* WRITTEN REQUEST: Copy the material below, substituting "field count" for each occurrence of "scouting tally" and leaving everything else unchanged.

* PROVIDED RECORDS:
»»
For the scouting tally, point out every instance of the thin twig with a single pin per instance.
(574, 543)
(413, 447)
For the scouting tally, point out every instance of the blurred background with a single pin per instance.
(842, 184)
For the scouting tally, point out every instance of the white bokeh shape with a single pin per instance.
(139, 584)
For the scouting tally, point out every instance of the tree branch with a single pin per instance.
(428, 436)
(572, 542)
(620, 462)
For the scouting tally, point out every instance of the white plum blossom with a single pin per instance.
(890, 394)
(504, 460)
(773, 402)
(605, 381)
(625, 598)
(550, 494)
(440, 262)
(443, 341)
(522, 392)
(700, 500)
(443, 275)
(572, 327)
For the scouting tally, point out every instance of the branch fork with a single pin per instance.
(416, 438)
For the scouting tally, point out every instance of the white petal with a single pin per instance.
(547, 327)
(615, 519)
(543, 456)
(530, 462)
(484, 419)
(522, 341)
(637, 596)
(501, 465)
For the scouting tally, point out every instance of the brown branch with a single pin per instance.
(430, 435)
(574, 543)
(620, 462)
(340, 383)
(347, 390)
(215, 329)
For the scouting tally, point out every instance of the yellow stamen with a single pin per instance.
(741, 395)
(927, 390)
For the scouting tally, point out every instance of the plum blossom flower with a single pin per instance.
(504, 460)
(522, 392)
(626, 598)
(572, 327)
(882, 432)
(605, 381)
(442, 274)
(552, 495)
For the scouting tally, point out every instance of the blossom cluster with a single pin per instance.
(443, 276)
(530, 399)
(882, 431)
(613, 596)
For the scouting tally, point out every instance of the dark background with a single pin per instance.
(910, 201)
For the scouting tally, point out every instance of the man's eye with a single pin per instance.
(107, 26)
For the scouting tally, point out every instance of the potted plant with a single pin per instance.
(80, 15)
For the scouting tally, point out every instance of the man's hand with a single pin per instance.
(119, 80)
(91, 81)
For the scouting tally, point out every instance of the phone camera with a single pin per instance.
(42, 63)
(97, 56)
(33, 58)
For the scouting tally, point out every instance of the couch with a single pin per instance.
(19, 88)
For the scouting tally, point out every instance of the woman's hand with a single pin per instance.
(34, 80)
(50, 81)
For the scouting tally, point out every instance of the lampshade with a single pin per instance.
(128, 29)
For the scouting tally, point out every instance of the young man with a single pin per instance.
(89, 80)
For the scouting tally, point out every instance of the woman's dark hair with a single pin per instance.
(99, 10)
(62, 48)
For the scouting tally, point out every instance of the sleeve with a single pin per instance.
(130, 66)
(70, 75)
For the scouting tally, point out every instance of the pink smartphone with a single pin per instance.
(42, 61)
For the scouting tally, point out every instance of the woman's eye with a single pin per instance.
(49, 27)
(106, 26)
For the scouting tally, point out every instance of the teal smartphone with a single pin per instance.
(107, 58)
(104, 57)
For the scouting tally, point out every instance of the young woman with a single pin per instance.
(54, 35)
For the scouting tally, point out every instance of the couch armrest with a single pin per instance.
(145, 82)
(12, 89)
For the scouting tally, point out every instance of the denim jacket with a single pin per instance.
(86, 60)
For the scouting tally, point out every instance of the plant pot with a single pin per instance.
««
* PROBLEM SOLUTION:
For the field count, point out every instance of the thin twig with a single pin per instance.
(574, 543)
(413, 447)
For the field count, point out every instance of the blurred background with a single pin per instance.
(842, 184)
For the field count, point out every instance of the white bokeh shape with a single pin per instance.
(139, 584)
For the field count, point out every instance of the tree branch with a single pin per instance.
(428, 436)
(572, 542)
(620, 462)
For the field count, point out every instance of the white plum blossom with a single pin per instance.
(890, 394)
(504, 460)
(773, 402)
(605, 381)
(625, 598)
(550, 494)
(440, 262)
(443, 341)
(522, 392)
(700, 500)
(443, 275)
(572, 327)
For the field count, point out every instance of the branch fork with a single pin per instance.
(416, 438)
For the field count, point out every instance of the white petal with a single pin per instance.
(547, 327)
(615, 519)
(543, 456)
(530, 462)
(484, 419)
(522, 341)
(637, 596)
(501, 465)
For the field count, point out every instance of the brown branch with a single pin per instance.
(430, 435)
(574, 543)
(620, 462)
(340, 383)
(347, 390)
(215, 329)
For the field count, point out every instance of the yellow stamen with a single pin per instance.
(741, 395)
(927, 390)
For the field count, point out every instance of the plum blossom flower with a single pin per instance.
(504, 460)
(522, 392)
(626, 598)
(572, 327)
(882, 432)
(605, 381)
(442, 274)
(552, 495)
For the field count, point out every instance of the blossom cluster with a single pin per instance.
(443, 276)
(530, 399)
(882, 431)
(613, 596)
For the field count, point out every instance of the dark background with a single pin per instance.
(910, 201)
For the field count, point out every instance of the man's eye with a single pin per instance.
(107, 26)
For the field count, point out every instance of the potted plant with a single pin per instance.
(80, 15)
For the field count, point out every instance of the man's hand with a single pin per instance.
(119, 80)
(91, 81)
For the field count, point out every instance of the phone camera with a single pin per instance.
(42, 63)
(97, 56)
(33, 58)
For the field count, point out every instance of the couch with a single pin per instance.
(19, 88)
For the field count, point out every instance of the woman's hand with a single pin per instance.
(34, 80)
(50, 81)
For the field count, point out every instance of the lampshade with a single pin per instance.
(128, 29)
For the field count, point out every instance of the young man with a single pin per instance.
(89, 80)
For the field count, point out every instance of the woman's dark hair with a single pin per instance.
(99, 10)
(62, 48)
For the field count, point out every instance of the sleeve with a single pin per instance.
(130, 66)
(70, 75)
For the field count, point out every instance of the pink smartphone with a single pin per instance.
(42, 61)
For the field count, point out every instance of the woman's eye with a single pin per instance.
(49, 27)
(106, 26)
For the field count, point out every instance of the teal smartphone with a single pin per instance.
(107, 58)
(104, 57)
For the field count, point out every instance of the young woman with a single pin per instance.
(54, 35)
For the field count, point out every instance of the couch armrest with a single pin per instance.
(145, 82)
(12, 89)
For the field count, point out every instance of the denim jacket with a single pin per instance.
(86, 60)
For the field count, point out every instance of the plant pot with a single pin per instance.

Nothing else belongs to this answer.